→ Task description
Determine how many lines in the entries below include the word "butterfly", and reply with that number alone.

→ Data for analysis
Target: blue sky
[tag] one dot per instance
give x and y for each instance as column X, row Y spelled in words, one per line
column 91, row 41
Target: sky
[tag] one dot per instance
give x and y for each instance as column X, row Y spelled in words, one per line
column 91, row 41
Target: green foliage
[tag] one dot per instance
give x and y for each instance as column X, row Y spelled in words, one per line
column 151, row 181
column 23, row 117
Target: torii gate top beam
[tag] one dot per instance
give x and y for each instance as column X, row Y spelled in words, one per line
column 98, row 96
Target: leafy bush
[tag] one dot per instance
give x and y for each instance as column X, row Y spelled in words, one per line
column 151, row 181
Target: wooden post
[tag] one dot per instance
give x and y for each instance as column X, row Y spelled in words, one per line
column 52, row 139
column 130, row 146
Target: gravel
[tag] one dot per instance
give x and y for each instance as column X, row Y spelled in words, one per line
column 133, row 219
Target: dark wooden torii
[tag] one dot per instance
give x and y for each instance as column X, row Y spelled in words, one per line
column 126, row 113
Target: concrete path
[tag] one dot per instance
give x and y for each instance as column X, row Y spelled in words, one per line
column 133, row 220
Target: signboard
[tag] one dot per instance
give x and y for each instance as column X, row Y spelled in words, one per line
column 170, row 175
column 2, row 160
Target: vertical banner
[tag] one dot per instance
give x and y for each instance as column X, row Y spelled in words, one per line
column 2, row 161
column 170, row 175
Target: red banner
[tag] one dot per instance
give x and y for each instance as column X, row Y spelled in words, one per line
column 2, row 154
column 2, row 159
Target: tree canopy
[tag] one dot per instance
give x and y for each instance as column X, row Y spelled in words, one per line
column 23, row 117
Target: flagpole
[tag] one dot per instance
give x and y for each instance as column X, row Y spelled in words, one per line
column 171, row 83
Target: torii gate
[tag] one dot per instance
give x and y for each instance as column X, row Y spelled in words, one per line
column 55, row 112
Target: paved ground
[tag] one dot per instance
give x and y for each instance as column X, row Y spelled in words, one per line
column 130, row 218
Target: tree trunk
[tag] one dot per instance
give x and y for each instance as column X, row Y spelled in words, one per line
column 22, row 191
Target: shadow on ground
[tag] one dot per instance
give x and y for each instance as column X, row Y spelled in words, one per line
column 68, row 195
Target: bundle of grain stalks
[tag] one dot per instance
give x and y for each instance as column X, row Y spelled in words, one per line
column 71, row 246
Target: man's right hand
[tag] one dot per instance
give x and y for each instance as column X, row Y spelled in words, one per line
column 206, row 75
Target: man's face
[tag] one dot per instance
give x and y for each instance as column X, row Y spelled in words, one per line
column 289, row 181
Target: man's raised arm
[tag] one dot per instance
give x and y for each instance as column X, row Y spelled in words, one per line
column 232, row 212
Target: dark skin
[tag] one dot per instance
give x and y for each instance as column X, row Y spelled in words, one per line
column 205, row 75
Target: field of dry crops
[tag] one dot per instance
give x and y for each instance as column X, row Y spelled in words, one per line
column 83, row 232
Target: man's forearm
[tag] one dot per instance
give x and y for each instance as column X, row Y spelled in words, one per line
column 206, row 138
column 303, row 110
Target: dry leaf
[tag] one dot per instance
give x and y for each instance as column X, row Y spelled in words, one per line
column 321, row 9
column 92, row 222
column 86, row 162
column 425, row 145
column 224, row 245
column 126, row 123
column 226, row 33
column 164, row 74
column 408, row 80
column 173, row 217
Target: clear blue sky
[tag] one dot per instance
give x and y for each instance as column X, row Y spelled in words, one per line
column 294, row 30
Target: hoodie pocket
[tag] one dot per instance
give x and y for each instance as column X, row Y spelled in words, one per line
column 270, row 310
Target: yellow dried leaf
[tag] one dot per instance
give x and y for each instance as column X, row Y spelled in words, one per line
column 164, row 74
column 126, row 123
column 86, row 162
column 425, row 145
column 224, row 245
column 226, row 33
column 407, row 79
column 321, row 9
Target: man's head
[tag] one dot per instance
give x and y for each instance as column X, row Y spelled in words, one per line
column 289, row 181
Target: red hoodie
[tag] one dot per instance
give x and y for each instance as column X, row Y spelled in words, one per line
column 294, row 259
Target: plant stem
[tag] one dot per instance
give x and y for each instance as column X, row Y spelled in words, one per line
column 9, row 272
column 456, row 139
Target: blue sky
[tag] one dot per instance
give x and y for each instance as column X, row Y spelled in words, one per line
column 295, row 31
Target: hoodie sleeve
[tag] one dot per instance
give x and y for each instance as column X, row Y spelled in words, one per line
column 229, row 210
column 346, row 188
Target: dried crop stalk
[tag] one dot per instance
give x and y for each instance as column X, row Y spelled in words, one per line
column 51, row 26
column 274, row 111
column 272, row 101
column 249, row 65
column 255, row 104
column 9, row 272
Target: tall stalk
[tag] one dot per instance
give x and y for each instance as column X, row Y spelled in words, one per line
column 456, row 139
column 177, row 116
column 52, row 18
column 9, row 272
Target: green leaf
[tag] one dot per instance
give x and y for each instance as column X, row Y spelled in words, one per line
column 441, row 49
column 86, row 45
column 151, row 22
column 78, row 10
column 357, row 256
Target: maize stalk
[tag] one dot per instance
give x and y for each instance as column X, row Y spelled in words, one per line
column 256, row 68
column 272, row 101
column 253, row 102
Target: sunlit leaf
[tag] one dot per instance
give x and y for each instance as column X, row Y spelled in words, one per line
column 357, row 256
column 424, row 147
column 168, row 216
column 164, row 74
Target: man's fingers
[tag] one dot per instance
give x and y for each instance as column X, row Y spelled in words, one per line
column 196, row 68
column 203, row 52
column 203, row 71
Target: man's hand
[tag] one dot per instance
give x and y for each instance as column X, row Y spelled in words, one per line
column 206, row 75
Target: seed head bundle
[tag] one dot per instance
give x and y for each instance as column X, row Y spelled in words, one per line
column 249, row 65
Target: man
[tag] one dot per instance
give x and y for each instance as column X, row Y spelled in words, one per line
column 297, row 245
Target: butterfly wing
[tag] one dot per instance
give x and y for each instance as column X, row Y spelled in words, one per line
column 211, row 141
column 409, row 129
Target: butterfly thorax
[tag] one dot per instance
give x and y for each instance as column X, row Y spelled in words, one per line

→ Response to this exercise
2